Below are the records; give again exactly the lines that run from the one with "# mark one dot per instance, written like column 440, row" through the last line.

[[ EXTRACTED DATA open ]]

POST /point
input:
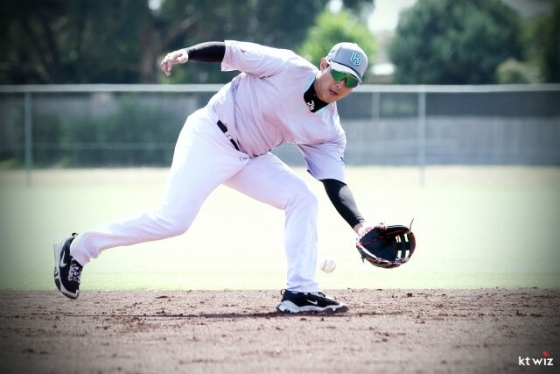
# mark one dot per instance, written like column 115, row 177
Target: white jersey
column 263, row 107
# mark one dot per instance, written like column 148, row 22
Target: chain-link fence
column 137, row 125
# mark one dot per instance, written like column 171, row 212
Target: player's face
column 327, row 88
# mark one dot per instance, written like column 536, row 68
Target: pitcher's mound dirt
column 385, row 331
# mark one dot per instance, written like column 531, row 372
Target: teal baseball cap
column 348, row 58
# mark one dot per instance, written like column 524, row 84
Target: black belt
column 226, row 132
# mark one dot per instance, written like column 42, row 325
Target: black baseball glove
column 387, row 246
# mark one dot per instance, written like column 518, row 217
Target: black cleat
column 67, row 271
column 297, row 302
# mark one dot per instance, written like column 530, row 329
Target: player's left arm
column 206, row 52
column 343, row 200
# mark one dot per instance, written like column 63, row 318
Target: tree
column 454, row 42
column 330, row 29
column 541, row 40
column 110, row 41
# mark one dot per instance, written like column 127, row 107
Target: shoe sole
column 58, row 249
column 289, row 307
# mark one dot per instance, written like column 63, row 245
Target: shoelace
column 74, row 272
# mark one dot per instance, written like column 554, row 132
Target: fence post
column 421, row 133
column 28, row 131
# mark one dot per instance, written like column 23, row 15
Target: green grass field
column 477, row 227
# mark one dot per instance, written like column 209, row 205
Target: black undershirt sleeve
column 207, row 52
column 343, row 200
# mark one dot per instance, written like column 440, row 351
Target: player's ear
column 324, row 64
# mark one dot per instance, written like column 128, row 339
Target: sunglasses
column 350, row 80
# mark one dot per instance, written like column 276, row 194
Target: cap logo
column 356, row 58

[[ EXTRACTED DATA closed ]]

◆ **SOLUTION FOR THIS TASK**
# mark one dot per instance, written like column 440, row 351
Target: player's ear
column 324, row 64
# mark one dot per instance, written like column 128, row 339
Target: sunglasses
column 350, row 80
# mark one dot per instance, written like column 276, row 194
Target: cap logo
column 356, row 58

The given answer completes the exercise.